# Source document

——————

A Sustainable Future for Public Lands Ranchers –
for Wild Horses and Burros Management, Wildlife Eco-systems,
Methane & Greenhouse-Gasses
Problem Definition => Conflict of interest by design
WHOA offers an innovative solution for wild horse management that is feasible for the wild horses, burros, Public Lands Ranchers (Permittee s), the people, the horse industry and, importantly; reduces court actions from all sides by removing the root cause, which is a conflict of interest.
Due to the management plans since 1971, in fact the wild horse is less than worth-less, monetarily speaking, to the Public Lands Rancher (Permittee) vs. the American Public who view them as intrinsically valuable. In order to remove this resultant conflict of interest, the actual monetary value of each wild horse must rise to that of a cow/calf, for the Permittee.
The solution must also feasibly take into account climate change and the fact that both sides of the aisle recognize that creative remedies are needed now*1.
The Permittees must also be paid for improving carbon sequestration on the range and reflectivity/albedo*2 as appropriate, along with working issues of watershed, soil, planting trees, re-seeding, drilling wells, installing windmills for year-round water as needed, for both cattle and wildlife/wild horses.
To wit the Green New Deal from the Democrats and the Green Real Deal from the Republicans also according to the United Nations’ Intergovernmental Panel on Climate Change 12-year ultimatum on climate change.
Summary Proposal – End Conflict of Interest – Design Feasible Root Cause Resolution
The BLM has stated to Congress repeatedly that to warehouse a wild horse for its lifetime costs the nation approximately $50,000 each. However, just half of this could be better spent on public lands, paying ranchers for wild horse and burro management by immuno-contraceptive darting once per year, on the range, rather than paying $1000/horse for helicopter round up and $2000/year thereafter in holding. This would end the mounting numbers in long term holding and the $2000/yr. per horse.

——————

# Data to use
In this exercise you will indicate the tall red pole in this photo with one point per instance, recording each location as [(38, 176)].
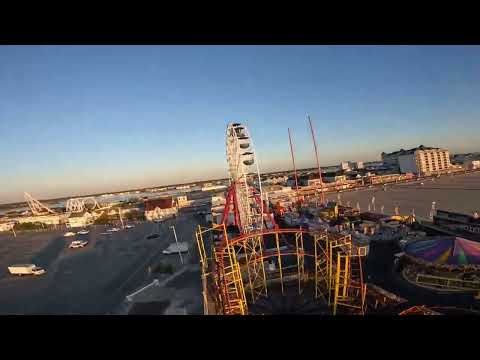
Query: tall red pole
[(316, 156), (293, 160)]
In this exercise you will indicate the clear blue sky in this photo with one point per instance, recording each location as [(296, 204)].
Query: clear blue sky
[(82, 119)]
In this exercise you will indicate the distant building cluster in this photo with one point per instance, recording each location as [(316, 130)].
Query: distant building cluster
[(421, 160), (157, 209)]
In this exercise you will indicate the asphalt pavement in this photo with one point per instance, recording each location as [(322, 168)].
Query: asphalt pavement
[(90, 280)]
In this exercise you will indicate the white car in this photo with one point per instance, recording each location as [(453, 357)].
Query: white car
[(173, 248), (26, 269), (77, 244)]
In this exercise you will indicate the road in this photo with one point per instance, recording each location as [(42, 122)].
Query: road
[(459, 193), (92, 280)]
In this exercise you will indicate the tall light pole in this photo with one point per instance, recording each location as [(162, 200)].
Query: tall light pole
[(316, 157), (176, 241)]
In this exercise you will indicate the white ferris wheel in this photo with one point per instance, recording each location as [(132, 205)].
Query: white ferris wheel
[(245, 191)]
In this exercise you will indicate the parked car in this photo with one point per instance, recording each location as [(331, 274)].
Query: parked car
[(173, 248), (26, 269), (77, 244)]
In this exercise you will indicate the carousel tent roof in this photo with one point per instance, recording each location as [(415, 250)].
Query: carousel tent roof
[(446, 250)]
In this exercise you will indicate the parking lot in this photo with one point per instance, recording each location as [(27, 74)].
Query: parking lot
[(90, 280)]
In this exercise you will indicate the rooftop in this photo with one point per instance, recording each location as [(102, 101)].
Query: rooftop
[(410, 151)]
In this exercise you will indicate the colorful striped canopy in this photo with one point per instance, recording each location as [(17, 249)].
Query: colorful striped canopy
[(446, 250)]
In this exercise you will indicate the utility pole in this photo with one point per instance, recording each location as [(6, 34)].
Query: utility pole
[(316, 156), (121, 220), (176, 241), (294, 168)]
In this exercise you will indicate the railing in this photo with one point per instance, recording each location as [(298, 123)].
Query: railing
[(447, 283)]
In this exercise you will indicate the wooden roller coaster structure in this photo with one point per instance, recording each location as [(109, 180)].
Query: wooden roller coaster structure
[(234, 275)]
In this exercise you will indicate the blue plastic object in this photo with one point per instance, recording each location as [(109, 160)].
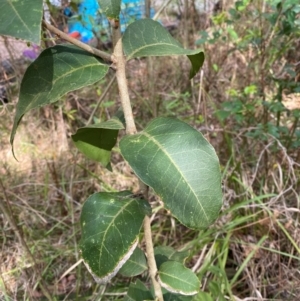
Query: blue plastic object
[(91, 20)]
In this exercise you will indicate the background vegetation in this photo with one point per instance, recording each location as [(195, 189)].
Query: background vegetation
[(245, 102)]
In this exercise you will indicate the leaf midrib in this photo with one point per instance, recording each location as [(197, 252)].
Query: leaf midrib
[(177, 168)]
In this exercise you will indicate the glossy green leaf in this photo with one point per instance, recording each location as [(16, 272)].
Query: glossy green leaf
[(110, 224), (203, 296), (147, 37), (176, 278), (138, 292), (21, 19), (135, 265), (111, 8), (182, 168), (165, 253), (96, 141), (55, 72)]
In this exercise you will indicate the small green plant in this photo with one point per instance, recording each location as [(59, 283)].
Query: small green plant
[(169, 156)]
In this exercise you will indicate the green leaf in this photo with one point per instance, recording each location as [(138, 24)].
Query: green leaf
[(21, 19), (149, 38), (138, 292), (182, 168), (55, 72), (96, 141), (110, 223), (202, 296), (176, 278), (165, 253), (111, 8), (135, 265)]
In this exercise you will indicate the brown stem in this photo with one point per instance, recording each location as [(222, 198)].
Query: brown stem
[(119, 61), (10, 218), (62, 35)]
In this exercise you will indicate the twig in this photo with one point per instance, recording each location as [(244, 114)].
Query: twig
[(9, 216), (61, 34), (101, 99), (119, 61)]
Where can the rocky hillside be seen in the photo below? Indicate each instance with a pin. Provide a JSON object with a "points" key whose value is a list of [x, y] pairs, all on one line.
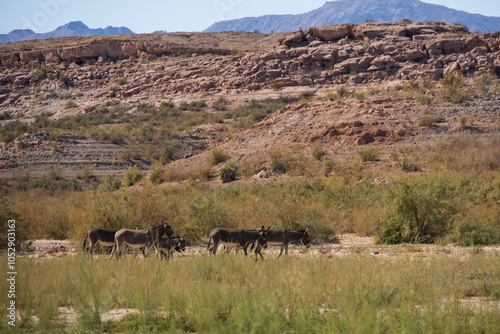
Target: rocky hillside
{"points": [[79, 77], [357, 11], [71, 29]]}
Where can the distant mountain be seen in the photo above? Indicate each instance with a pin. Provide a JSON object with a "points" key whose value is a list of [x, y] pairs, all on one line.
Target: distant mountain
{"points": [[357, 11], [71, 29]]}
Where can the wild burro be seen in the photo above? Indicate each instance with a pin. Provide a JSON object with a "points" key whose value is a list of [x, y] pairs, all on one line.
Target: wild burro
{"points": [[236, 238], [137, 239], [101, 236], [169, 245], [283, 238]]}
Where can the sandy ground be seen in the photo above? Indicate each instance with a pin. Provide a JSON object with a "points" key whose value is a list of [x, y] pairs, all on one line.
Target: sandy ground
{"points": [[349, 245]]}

——————

# Parts of the exercise
• 1. Count the lines of the listing that contain the string "value", and reply with the number alone.
• 2. Write what comes next in the wild horse and burro management proposal, picking up right after its final sentence.
The text and the listing were taken from unrelated sources.

# Results for each task
• 1. 4

• 2.
Rather than the traditional expensive and dangerous round ups, transport, holding and feeding for 25 years, the Permittee will be paid for the three management items below:
1. Equivalent Payment for Partial Resting of Permit: Similar to farmers being paid to rest their lands, ranchers would count the horses (perform a census*3) and determine if the wild horse number is greater than the Appropriate Management Level (AML)*4. This is called the overage*5. If this overage is significant enough, environmentally speaking, to choose to put less cattle out, then the Permittee will instead be paid the same as cow/calf for the number of horses over AML/overage. Or rather, the number of cattle removed would be equal to the number of wild horses over AML and the rancher will receive an equivalent payment for partial resting of the permit. Hence, the Permittee, the wild horses and the range are all protected and the conflict of interest is removed, when combined with item no. 2 below.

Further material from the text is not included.